● YOUR OBJECTIVE
Restating the records exactly is the whole task.

● DATA SUPPLIED
*** Block opens ***
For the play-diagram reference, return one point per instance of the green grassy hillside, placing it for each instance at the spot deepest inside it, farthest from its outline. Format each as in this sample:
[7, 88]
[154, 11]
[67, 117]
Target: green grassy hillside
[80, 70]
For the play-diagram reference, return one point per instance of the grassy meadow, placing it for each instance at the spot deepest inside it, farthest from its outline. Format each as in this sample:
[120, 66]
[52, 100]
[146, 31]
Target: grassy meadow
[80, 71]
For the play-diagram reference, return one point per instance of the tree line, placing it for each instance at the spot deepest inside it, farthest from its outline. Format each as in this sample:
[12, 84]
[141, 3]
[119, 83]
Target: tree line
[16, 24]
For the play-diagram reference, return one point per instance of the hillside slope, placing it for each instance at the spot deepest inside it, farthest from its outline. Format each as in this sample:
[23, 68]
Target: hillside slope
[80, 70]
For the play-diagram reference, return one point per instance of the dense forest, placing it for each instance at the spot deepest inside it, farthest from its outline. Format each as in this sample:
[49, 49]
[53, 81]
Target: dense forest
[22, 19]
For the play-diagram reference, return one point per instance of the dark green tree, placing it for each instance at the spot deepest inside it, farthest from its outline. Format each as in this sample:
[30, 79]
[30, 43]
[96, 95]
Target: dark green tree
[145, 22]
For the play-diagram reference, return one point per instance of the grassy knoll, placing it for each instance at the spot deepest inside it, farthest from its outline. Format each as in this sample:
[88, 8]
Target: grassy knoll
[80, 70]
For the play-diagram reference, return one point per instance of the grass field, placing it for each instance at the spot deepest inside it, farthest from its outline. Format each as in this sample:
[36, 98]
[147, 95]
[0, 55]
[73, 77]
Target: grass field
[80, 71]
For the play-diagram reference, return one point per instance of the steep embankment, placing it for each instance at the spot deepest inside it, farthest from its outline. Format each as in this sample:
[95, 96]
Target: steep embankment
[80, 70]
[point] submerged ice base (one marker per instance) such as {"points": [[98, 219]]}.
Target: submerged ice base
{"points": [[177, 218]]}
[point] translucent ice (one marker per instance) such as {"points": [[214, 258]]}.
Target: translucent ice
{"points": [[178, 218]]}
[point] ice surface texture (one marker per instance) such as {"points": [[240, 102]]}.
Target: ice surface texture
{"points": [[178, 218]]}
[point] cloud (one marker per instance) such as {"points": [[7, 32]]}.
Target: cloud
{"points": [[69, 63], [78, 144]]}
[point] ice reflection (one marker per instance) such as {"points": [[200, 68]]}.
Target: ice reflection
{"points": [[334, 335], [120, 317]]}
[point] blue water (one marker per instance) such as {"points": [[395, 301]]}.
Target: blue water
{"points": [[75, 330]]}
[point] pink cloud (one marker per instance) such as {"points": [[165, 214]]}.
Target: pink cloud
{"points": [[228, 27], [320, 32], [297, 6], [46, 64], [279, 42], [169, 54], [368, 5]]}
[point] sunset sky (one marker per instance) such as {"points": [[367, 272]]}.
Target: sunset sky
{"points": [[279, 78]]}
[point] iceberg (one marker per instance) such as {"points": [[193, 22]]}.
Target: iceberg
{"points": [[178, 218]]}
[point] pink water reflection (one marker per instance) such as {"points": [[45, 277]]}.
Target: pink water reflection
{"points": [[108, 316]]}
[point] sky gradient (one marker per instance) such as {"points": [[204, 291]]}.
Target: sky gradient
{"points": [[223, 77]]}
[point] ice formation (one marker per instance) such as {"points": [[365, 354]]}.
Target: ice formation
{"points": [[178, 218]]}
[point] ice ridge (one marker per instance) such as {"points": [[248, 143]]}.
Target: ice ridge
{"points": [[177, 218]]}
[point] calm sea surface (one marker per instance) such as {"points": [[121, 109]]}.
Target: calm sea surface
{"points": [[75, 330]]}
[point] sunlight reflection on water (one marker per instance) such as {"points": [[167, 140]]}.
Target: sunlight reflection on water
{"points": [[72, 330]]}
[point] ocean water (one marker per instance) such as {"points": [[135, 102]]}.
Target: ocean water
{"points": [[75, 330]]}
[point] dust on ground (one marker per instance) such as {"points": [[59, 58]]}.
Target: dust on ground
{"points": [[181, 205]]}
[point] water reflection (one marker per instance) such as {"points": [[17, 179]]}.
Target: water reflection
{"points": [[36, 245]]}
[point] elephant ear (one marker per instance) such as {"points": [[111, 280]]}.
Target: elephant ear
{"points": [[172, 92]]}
*** Block closes ***
● OUTPUT FOR THIS EXERCISE
For the play-diagram reference, return one point per instance of the green grassy hillside, placing it for each instance at the spot deepest inside it, farthest from its outline. Format each as in this sample:
[7, 88]
[154, 11]
[67, 117]
Target: green grassy hillside
[80, 70]
For the play-diagram reference, return one point per instance of the grassy meadow, placing it for each instance at the spot deepest inside it, farthest from its outline. Format each as in this sample:
[120, 66]
[52, 100]
[146, 31]
Target: grassy meadow
[80, 71]
For the play-diagram reference, return one point per instance of the tree line, placing it for each instance at the spot deepest inside it, farthest from its outline. Format each as in this sample:
[12, 84]
[141, 3]
[119, 83]
Target: tree line
[16, 24]
For the play-diagram reference, return one point per instance of the hillside slope, placing it for each instance at the spot deepest inside it, farthest from its outline. Format each as in this sample:
[23, 68]
Target: hillside slope
[80, 70]
For the play-diagram reference, return one point per instance of the dense forest, placing it for each instance at the spot deepest inside it, farthest from its outline. Format each as in this sample:
[49, 49]
[53, 81]
Target: dense forest
[22, 19]
For the play-diagram reference, return one point per instance of the dark green tree, placing it for each instance at the spot deepest inside it, farthest from its outline. Format each as in this sample:
[30, 79]
[30, 43]
[96, 95]
Target: dark green tree
[145, 22]
For the play-diagram reference, return one point per instance of the grassy knoll, placing it for each instance at the spot deepest inside it, farthest from its outline. Format each as in this sample:
[88, 8]
Target: grassy knoll
[80, 70]
For the play-diagram reference, return one point per instance of the grass field, placing it for each instance at the spot deepest inside it, farthest from its outline. Format each as in this sample:
[36, 98]
[147, 95]
[0, 55]
[73, 77]
Target: grass field
[80, 71]
For the play-diagram reference, return one point per instance of the steep embankment, placing it for each instance at the spot deepest inside it, farthest from its outline. Format each as in this sample:
[95, 96]
Target: steep embankment
[80, 70]
[point] submerged ice base (one marker per instance) such as {"points": [[98, 219]]}.
Target: submerged ice base
{"points": [[177, 218]]}
[point] translucent ice (one marker per instance) such as {"points": [[214, 258]]}.
Target: translucent ice
{"points": [[178, 218]]}
[point] ice surface texture (one marker per instance) such as {"points": [[240, 102]]}.
Target: ice surface texture
{"points": [[178, 218]]}
[point] cloud (one marker per instance) such as {"points": [[7, 32]]}.
Target: cloud
{"points": [[69, 63], [78, 144]]}
[point] ice reflection (one marker per instance) such as {"points": [[200, 68]]}.
Target: ice reflection
{"points": [[334, 335], [120, 317]]}
[point] blue water (one marker per instance) such as {"points": [[395, 301]]}.
Target: blue water
{"points": [[75, 330]]}
[point] pink cloud (one marker per instance) such as {"points": [[165, 214]]}.
Target: pink cloud
{"points": [[228, 27], [320, 32], [297, 6], [46, 64], [279, 42], [169, 54], [368, 5]]}
[point] sunset sky (one marker per instance) such as {"points": [[367, 272]]}.
Target: sunset sky
{"points": [[279, 78]]}
[point] iceberg (one marker per instance) such as {"points": [[193, 22]]}.
Target: iceberg
{"points": [[178, 218]]}
[point] pink water reflection (one marker per instance) such as {"points": [[45, 277]]}.
Target: pink water reflection
{"points": [[108, 316]]}
[point] sky gradient (one marker per instance) such as {"points": [[204, 291]]}.
Target: sky gradient
{"points": [[223, 77]]}
[point] ice formation (one marker per instance) such as {"points": [[365, 354]]}.
Target: ice formation
{"points": [[178, 218]]}
[point] ice ridge (one marker per instance) such as {"points": [[248, 143]]}.
Target: ice ridge
{"points": [[177, 218]]}
[point] calm sea surface (one marker per instance) such as {"points": [[121, 109]]}.
Target: calm sea surface
{"points": [[75, 330]]}
[point] sunlight reflection on water (one marker per instance) such as {"points": [[167, 140]]}.
Target: sunlight reflection on water
{"points": [[72, 330]]}
[point] ocean water (one marker per instance) such as {"points": [[135, 102]]}.
Target: ocean water
{"points": [[75, 330]]}
[point] dust on ground (one marker per instance) such as {"points": [[59, 58]]}.
Target: dust on ground
{"points": [[181, 205]]}
[point] water reflection (one marker per instance) such as {"points": [[17, 179]]}.
Target: water reflection
{"points": [[36, 245]]}
[point] elephant ear (one marker per instance) such as {"points": [[111, 280]]}.
Target: elephant ear
{"points": [[172, 92]]}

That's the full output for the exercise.